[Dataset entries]

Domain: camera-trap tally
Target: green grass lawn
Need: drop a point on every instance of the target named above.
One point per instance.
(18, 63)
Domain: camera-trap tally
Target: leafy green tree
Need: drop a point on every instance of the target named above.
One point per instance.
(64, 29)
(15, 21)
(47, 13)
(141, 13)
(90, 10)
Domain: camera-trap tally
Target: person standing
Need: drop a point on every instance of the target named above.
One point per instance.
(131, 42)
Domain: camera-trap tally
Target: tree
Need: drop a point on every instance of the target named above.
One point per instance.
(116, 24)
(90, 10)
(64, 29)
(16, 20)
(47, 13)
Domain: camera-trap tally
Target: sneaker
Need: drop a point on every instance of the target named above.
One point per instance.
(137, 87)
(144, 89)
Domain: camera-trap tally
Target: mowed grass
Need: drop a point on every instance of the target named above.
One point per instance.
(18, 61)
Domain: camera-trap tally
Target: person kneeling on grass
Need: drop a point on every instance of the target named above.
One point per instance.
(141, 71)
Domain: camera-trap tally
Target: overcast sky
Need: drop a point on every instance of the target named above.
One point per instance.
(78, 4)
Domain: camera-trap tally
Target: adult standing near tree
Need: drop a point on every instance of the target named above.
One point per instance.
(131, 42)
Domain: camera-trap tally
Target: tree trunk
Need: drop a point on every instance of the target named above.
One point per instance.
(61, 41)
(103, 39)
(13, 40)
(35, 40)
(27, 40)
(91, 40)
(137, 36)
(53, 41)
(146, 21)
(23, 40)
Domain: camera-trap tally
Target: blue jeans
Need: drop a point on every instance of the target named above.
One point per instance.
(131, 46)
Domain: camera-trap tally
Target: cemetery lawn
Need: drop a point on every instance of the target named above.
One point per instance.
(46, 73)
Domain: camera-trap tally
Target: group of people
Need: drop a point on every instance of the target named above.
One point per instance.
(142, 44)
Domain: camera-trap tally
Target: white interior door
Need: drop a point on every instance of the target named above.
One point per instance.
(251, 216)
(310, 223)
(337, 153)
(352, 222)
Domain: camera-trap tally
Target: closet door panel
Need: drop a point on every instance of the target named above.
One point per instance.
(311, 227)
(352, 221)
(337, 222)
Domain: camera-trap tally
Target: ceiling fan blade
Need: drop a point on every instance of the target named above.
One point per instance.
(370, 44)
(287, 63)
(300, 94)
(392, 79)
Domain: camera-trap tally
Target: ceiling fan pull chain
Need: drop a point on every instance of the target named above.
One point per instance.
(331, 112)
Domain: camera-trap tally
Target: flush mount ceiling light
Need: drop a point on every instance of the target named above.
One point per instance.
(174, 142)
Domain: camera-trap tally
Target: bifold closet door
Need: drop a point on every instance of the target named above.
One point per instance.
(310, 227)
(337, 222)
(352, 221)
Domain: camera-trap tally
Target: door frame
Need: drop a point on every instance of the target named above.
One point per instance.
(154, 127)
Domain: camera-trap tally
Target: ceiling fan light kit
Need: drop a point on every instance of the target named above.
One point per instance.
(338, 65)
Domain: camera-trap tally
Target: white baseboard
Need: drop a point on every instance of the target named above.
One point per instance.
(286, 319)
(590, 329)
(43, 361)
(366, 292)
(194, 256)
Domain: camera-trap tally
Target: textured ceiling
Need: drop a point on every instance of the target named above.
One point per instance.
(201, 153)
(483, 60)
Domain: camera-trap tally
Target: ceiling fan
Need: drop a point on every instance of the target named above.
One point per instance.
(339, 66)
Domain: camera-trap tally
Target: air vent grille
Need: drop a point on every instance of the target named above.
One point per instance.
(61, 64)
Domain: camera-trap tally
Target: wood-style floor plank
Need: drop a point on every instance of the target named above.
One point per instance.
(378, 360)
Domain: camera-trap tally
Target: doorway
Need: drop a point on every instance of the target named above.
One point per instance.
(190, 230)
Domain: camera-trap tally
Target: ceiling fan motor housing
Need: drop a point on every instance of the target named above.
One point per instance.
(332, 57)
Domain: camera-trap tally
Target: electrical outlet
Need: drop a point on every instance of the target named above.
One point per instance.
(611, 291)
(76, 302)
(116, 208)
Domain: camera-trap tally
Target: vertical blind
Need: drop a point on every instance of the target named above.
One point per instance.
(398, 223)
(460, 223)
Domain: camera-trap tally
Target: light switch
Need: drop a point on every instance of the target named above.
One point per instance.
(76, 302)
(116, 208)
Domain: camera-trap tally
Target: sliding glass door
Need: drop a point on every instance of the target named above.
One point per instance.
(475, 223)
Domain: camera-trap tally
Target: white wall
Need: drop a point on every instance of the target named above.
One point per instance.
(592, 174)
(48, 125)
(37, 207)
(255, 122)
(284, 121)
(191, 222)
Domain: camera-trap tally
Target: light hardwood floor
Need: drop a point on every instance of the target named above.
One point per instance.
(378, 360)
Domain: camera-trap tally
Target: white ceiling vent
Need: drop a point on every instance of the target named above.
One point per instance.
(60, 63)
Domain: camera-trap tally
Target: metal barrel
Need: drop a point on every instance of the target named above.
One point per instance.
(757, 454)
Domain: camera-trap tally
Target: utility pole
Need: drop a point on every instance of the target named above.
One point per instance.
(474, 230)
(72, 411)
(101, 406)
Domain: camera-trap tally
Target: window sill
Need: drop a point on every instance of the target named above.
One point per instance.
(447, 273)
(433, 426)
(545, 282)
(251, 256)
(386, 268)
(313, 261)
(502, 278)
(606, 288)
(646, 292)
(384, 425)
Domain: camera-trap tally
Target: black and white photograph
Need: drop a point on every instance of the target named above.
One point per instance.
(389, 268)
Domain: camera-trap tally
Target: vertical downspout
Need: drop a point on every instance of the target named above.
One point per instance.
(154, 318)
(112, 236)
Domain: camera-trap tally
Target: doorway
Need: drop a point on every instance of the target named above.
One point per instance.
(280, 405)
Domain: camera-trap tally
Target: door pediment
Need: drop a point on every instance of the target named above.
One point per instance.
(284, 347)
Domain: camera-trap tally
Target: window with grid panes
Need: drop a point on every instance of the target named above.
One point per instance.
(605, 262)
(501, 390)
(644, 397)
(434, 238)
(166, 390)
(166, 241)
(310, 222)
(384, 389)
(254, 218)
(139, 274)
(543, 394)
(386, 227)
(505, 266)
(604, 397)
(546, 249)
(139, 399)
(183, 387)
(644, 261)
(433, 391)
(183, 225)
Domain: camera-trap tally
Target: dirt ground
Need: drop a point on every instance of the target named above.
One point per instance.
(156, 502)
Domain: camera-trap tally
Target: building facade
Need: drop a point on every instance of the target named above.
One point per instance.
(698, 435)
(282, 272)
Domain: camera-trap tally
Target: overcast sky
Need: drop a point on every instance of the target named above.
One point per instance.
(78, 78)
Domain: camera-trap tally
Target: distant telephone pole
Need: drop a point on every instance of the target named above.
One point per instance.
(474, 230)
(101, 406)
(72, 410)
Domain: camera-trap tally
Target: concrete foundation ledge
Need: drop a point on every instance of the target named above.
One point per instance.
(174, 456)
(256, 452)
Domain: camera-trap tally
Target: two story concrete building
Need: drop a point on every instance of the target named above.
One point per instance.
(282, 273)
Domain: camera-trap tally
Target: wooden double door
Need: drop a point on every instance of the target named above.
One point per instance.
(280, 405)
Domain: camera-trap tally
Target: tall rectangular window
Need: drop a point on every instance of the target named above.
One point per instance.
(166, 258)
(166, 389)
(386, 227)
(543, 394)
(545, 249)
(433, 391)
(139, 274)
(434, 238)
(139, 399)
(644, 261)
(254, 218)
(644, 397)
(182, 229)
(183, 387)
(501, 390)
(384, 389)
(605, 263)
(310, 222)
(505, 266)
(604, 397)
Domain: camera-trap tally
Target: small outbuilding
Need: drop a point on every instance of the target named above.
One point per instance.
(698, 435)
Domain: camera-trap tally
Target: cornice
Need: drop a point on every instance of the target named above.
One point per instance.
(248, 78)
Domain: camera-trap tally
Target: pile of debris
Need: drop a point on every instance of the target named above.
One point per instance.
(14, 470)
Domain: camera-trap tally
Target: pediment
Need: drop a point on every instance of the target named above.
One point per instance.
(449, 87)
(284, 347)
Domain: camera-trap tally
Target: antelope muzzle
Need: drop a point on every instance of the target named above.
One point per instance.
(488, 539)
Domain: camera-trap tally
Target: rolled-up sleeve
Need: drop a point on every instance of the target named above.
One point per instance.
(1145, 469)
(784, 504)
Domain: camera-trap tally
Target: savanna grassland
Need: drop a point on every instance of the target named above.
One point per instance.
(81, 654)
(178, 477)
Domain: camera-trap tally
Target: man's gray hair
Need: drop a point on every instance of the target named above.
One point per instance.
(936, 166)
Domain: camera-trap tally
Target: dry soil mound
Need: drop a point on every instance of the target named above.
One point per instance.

• [EXERCISE OBJECTIVE] Pick out every line in the material above that contains the word "lawn", and copy each of those lines.

• [RESPONSE TO THE EXERCISE]
Target: green grass lawn
Target: cemetery lawn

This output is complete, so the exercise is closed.